Expect the 14th annual Urban Summit of Kansas City to focus on the racial wealth gap and produce a strategy defining its advocacy agenda for 2022.

This year's Urban Summit of Kansas City poses the question "Is equity enough?"

To answer that Ajuma Webster, who will speak at the summit, said we need to look at the public and private policies that contributed to the economic gap so that African Americans only own 2% of the wealth in this country.

Without addressing the impediments that keep the Black population from the opportunities given to white community members Webster observed, "there's no possibility that we can catch up."

It would take 228 years for African Americans to accumulate wealth equal to that of their white counterparts today, according to Gwendolyn Grant, CEO of the Urban League of Greater Kansas City.

Grant said there will be "recommendations relative to reparations," introduced at this year's summit.

*Dataset rows*
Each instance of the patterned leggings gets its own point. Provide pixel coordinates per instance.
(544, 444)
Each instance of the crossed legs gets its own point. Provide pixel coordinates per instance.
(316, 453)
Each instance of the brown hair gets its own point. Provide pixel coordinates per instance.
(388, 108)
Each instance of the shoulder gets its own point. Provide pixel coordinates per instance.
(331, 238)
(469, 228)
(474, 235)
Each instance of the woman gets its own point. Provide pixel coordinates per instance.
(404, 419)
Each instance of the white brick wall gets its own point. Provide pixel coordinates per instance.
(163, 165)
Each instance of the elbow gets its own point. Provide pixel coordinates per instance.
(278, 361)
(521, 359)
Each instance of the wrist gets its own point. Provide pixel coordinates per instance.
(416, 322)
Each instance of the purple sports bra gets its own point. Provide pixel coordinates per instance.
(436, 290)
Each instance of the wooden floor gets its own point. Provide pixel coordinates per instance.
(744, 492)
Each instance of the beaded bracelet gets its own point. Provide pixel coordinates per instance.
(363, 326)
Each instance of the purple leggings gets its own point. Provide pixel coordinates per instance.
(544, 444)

*Requirements*
A - From the Kansas City Urban Summit text, write out the passage that begins at the words "It would take" and ends after the words "Greater Kansas City.".
B - Continue the text about the Urban Summit of Kansas City, picking up right after its last sentence.

*Responses for each task*
A -
It would take 228 years for African Americans to accumulate wealth equal to that of their white counterparts today, according to Gwendolyn Grant, CEO of the Urban League of Greater Kansas City.

B -
Many of those opposed to reparations, according to Webster, are the people who benefited from government policies putting them at an economic advantage.

The government created policies that developed the white middle class but "has put shackles on the development of the African American community," said Webster.

"We need to invest in really giving people more than just equal access," Grant said. "You got to build and pay the past debt."

Urban Summit Annual Conference, 6 p.m., Saturday, Nov. 6, 2021 at Penn Valley Community College, 3201 Southwest Trafficway, Kansas City Missouri, 64111. Registration is needed.